--- start Task inputs ---
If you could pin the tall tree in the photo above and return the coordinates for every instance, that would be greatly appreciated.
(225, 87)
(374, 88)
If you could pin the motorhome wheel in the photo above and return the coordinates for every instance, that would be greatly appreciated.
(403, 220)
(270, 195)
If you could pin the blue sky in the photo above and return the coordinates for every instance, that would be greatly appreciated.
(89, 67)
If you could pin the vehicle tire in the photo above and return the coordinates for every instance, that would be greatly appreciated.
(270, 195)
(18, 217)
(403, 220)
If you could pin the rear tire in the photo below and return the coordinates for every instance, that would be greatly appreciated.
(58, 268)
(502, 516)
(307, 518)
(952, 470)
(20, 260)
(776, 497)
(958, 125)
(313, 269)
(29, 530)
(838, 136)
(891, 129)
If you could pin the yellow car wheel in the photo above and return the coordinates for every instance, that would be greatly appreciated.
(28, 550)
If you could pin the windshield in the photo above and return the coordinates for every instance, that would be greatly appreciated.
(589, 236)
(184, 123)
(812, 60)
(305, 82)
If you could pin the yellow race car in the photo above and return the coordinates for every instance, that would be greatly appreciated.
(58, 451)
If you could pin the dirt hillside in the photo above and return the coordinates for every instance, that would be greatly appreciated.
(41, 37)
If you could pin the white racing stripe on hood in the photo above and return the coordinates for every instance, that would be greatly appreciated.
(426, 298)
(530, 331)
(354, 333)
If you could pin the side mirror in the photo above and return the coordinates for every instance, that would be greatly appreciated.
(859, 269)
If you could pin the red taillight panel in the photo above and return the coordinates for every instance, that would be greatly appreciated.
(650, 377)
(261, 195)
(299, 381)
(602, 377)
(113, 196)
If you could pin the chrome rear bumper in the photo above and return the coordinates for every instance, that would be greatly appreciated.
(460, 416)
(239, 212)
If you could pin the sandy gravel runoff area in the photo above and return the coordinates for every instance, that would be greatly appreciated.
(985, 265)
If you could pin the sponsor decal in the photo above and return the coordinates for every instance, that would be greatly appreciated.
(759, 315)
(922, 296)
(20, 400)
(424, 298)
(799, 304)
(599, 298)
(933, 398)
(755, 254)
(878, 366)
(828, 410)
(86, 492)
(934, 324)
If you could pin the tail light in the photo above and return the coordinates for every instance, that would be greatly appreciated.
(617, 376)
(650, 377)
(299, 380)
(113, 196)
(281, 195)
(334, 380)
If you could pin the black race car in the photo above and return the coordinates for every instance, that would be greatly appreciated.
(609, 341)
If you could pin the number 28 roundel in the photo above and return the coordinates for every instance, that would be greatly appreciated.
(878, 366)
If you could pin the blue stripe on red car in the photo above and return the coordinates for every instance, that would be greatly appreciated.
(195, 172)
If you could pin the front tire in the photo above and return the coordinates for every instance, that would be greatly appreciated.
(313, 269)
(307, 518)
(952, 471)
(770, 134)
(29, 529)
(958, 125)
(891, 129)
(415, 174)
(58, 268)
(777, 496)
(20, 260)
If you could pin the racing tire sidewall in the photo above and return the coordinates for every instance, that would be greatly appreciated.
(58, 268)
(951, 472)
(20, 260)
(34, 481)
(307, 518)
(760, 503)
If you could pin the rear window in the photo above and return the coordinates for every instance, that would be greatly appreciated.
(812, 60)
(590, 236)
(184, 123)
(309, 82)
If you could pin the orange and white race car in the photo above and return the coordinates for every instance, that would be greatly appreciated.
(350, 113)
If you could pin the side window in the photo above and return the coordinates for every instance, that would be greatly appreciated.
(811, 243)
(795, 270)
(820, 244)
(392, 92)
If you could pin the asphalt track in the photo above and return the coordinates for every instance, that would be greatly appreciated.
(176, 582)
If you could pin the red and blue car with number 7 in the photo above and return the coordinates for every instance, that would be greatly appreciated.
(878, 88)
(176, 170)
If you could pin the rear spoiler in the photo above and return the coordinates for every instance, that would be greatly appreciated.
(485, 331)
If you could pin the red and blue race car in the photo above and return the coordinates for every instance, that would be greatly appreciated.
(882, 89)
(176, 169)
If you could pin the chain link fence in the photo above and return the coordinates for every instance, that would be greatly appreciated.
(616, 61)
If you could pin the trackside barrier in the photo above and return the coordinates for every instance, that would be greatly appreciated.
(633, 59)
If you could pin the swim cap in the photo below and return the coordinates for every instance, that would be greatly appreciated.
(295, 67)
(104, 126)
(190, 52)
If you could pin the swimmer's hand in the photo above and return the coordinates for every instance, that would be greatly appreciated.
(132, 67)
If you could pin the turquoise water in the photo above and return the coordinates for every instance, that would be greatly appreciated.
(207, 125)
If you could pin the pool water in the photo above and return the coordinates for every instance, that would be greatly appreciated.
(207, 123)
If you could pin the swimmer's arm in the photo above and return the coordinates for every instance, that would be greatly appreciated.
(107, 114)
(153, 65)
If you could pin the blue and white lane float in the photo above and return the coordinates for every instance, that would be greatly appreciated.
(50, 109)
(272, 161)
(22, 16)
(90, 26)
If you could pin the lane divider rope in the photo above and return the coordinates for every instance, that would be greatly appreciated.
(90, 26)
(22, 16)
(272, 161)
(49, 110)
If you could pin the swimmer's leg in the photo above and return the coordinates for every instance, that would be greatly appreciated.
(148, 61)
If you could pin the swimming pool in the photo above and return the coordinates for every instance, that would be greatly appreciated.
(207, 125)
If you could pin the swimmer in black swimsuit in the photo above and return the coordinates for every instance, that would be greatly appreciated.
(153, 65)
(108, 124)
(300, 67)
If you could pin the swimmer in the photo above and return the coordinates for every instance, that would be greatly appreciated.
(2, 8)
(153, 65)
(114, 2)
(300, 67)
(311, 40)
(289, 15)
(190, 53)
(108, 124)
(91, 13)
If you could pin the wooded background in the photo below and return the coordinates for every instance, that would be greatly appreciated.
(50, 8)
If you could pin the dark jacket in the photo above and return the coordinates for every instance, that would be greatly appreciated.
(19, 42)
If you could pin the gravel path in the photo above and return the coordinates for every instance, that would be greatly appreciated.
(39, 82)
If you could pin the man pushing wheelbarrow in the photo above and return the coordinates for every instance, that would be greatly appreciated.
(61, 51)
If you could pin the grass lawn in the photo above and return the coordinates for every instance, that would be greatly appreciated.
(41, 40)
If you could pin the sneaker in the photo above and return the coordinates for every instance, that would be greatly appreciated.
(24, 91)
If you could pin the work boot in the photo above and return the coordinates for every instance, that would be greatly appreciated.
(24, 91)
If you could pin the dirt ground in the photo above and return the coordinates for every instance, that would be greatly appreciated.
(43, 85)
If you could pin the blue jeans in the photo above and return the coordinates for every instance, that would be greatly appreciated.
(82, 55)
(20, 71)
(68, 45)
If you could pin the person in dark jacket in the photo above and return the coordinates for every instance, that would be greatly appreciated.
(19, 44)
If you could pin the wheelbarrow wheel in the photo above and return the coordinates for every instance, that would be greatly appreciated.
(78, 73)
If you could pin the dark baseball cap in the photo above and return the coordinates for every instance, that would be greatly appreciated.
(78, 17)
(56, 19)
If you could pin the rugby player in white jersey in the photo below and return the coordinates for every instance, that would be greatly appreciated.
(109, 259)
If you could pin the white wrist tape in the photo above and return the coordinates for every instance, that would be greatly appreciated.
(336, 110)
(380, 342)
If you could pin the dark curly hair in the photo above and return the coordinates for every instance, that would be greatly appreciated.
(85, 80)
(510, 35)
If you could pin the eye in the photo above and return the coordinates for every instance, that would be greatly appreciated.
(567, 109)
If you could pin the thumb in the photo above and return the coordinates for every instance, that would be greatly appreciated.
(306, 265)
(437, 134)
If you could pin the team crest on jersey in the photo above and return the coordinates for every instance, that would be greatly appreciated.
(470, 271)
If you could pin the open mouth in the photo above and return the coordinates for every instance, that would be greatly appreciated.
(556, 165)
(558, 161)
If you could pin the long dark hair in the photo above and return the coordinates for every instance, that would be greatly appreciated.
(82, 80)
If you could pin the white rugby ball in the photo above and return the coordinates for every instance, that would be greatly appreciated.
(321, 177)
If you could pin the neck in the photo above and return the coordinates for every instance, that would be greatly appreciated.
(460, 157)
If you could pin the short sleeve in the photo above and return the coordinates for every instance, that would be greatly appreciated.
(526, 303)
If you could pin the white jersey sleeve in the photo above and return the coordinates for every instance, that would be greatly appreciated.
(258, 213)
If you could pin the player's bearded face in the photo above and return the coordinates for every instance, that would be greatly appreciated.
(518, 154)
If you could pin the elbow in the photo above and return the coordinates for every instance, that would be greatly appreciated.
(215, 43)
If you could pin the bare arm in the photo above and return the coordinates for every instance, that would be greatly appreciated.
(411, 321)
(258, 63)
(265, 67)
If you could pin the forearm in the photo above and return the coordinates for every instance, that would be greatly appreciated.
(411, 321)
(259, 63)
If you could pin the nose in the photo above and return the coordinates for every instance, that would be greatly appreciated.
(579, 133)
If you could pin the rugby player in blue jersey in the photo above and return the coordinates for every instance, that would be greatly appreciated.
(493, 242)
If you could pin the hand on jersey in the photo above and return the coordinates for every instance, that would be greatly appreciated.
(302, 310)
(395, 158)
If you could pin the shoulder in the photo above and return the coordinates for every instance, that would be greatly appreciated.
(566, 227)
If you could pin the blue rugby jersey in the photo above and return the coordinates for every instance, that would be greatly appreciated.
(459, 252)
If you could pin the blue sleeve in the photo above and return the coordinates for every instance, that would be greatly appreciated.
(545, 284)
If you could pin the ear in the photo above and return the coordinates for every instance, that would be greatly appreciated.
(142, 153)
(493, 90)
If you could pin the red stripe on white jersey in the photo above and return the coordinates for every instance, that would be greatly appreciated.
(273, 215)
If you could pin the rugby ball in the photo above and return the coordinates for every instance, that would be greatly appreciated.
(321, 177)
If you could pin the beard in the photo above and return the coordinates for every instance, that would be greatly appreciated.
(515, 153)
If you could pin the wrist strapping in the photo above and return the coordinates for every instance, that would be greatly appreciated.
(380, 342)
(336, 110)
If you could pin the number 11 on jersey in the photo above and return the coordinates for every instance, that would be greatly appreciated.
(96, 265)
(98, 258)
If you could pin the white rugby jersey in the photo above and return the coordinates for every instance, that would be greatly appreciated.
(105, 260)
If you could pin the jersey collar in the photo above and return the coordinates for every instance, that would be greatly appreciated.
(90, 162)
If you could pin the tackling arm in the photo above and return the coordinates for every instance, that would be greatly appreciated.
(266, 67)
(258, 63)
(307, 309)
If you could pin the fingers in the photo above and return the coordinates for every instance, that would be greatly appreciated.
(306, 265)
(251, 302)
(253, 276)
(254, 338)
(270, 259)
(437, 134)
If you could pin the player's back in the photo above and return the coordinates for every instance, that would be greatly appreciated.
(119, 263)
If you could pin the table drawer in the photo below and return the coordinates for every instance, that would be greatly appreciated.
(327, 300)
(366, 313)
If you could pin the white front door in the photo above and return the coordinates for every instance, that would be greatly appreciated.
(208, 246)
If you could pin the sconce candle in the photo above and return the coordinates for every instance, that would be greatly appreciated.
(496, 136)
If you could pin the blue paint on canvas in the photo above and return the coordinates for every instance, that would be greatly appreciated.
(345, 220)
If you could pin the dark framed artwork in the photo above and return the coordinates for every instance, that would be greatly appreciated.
--- end Task inputs ---
*Required task*.
Quote verbatim the line containing "If you could pin the table" and every line after it through the end of the records above.

*Answer to this problem*.
If you could pin the table drawer in the photo below and return the coordinates for every instance, that would be greatly appreciated.
(327, 300)
(366, 313)
If you could pin the white front door in the photo above and return the coordinates for every instance, that would be greatly appreciated.
(208, 246)
If you could pin the sconce candle in the photo above and return the coordinates for every instance, that would be greatly appreciated.
(496, 136)
If you could pin the blue paint on canvas in the photo above and return the coordinates for every instance, that would be greatly appreciated.
(345, 220)
If you could pin the dark framed artwork in the photo above and return the coordinates for every instance, that would be greatly appreciated.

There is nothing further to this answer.